Excerpt from a dataset:

'''

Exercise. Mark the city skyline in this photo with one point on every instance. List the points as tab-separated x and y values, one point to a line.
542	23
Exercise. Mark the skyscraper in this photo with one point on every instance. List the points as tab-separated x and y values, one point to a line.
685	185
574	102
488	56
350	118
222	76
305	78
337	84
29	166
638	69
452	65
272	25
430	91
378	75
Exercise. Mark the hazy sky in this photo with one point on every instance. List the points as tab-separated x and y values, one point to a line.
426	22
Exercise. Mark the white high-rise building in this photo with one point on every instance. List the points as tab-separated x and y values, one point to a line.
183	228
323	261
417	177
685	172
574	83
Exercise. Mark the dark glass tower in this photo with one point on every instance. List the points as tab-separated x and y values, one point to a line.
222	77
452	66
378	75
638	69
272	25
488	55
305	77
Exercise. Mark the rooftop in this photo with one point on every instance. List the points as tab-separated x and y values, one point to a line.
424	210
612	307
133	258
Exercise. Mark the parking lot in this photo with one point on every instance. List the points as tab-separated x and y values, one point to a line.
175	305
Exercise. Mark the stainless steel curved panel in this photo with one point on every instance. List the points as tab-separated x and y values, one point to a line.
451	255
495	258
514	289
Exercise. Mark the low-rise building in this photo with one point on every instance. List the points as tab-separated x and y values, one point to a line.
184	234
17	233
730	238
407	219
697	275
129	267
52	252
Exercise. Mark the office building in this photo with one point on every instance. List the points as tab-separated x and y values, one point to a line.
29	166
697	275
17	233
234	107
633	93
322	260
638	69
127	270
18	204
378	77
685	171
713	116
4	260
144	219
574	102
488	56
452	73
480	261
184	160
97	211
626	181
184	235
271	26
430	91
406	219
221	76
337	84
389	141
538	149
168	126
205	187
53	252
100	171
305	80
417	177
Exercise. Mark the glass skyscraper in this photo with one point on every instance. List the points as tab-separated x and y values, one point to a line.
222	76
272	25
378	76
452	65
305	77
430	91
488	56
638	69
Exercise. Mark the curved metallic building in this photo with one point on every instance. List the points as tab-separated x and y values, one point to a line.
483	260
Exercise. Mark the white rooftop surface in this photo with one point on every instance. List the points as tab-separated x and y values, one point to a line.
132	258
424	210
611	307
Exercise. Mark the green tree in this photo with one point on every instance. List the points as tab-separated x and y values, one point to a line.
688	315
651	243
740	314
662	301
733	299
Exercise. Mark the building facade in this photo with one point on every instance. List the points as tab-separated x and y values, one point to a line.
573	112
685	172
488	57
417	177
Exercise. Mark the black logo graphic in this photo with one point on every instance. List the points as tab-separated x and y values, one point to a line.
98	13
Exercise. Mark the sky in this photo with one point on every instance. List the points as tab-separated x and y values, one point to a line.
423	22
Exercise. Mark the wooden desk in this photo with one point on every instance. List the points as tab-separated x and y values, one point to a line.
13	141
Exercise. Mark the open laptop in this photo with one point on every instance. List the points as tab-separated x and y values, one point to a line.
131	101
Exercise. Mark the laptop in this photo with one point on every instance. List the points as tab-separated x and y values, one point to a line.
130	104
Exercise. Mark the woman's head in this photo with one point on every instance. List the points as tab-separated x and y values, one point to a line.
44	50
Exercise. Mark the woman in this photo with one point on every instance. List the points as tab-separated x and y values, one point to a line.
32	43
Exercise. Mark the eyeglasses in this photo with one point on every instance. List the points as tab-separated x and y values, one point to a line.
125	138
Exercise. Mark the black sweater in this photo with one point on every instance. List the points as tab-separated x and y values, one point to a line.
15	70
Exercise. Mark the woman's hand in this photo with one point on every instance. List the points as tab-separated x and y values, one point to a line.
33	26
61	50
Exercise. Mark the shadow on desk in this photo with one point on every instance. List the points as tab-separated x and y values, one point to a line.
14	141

'''
'''

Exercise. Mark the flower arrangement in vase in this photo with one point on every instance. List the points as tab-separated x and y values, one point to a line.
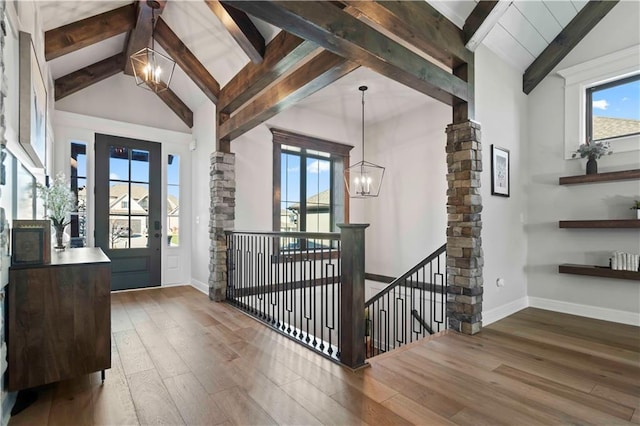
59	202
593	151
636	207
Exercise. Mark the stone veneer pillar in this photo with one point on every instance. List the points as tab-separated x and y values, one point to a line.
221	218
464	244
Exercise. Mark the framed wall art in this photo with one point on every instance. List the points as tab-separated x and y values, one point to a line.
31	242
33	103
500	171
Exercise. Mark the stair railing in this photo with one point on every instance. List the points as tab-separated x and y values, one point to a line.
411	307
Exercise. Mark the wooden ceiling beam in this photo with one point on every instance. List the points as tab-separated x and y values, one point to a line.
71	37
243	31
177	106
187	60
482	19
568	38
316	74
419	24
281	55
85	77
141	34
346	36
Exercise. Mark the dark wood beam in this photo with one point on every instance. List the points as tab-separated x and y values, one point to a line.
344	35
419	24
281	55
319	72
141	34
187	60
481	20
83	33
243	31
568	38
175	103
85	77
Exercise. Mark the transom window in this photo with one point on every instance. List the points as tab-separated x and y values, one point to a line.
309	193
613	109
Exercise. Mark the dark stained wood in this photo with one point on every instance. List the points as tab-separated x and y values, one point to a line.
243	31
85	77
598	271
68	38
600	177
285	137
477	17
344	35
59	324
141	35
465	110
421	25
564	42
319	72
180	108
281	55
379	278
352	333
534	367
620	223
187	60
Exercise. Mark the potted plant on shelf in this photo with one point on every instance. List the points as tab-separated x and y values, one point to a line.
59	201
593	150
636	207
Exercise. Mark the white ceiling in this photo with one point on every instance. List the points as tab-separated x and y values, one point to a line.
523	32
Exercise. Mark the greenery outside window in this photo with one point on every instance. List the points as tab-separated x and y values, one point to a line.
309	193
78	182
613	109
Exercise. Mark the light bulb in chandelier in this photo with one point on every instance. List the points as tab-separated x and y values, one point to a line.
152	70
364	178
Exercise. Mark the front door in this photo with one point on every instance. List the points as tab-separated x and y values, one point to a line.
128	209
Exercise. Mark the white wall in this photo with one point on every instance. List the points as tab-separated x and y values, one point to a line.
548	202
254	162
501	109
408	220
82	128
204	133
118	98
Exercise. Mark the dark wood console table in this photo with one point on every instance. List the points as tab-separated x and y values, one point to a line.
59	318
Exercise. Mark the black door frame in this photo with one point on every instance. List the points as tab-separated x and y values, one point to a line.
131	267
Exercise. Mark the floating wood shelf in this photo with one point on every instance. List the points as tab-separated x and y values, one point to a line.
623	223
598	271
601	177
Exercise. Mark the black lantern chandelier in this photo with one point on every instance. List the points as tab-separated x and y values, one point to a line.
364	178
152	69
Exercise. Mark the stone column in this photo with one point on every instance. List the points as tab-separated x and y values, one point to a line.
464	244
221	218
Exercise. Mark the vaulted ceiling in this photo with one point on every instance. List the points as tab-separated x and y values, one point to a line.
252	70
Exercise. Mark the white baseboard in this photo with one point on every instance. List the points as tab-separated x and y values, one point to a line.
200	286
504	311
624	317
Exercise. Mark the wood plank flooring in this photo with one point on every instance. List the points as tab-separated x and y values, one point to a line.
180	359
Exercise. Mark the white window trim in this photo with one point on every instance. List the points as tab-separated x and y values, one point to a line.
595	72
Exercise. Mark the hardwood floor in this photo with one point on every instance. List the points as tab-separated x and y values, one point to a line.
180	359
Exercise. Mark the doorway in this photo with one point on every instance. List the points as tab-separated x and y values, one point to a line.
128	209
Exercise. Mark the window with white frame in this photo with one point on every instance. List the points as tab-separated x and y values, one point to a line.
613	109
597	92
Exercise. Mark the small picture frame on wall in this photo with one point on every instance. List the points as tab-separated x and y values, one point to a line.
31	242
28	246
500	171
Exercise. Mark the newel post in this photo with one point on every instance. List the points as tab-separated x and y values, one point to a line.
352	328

'''

**Brief**
Can you pull out every line of the records that contains the string "shelf", counting only matches with the same case?

**Finished exercise**
Exercise. Mark the potted plant on shelf in this photo with one point on every instance. List the points as tab-separated x and y values, one point to a line.
Exercise. Mark the floating wood shelf in this photo with one point on every instance. List the points as tab-separated x and y values, one point to a line.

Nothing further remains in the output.